--- Start ---

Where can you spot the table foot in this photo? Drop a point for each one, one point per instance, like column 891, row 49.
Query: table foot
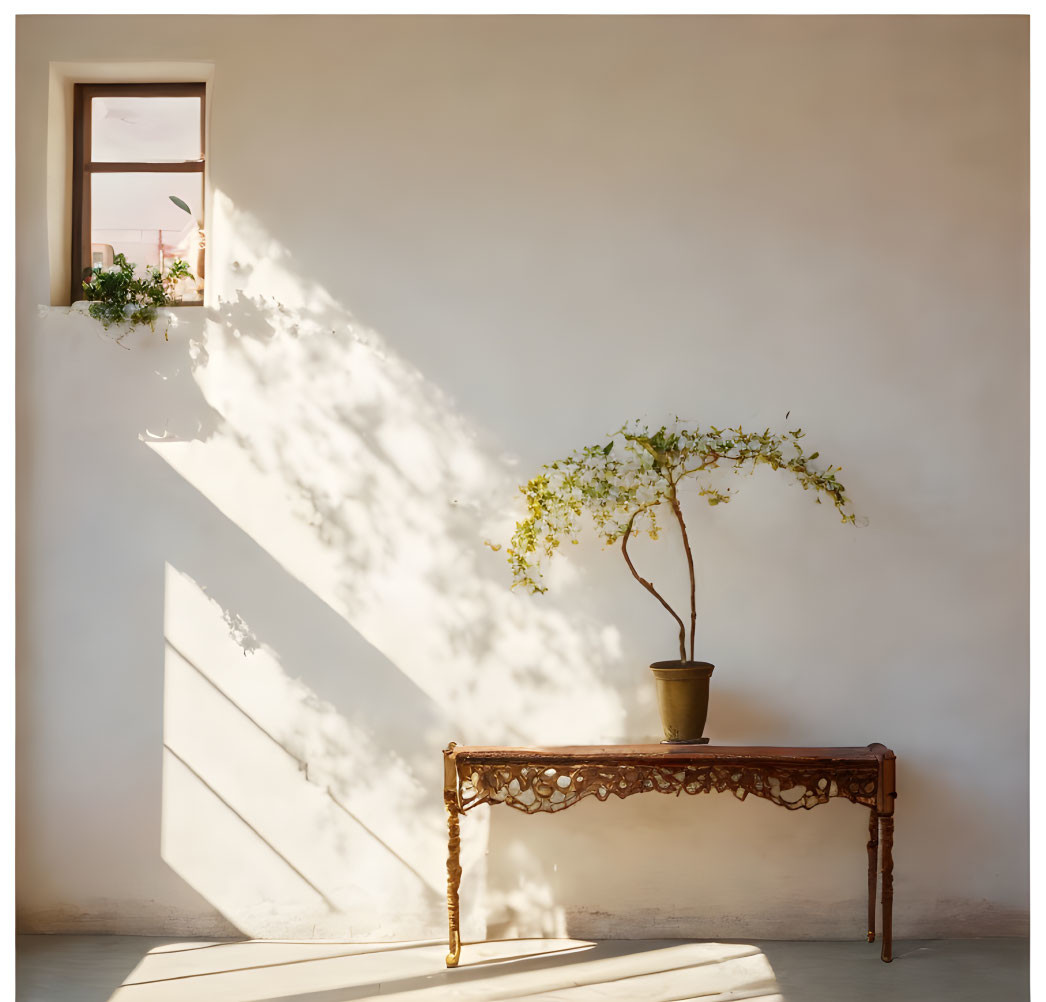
column 872, row 870
column 886, row 824
column 453, row 882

--- End ---

* **PROBLEM TO SOLVE**
Your task is to set down the records shown above exactly, minus any pictures.

* **FULL RESPONSE**
Where can you spot the table foot in this photo? Drop a point for each one, one point per instance, like column 891, row 49.
Query: table foot
column 872, row 870
column 886, row 824
column 453, row 882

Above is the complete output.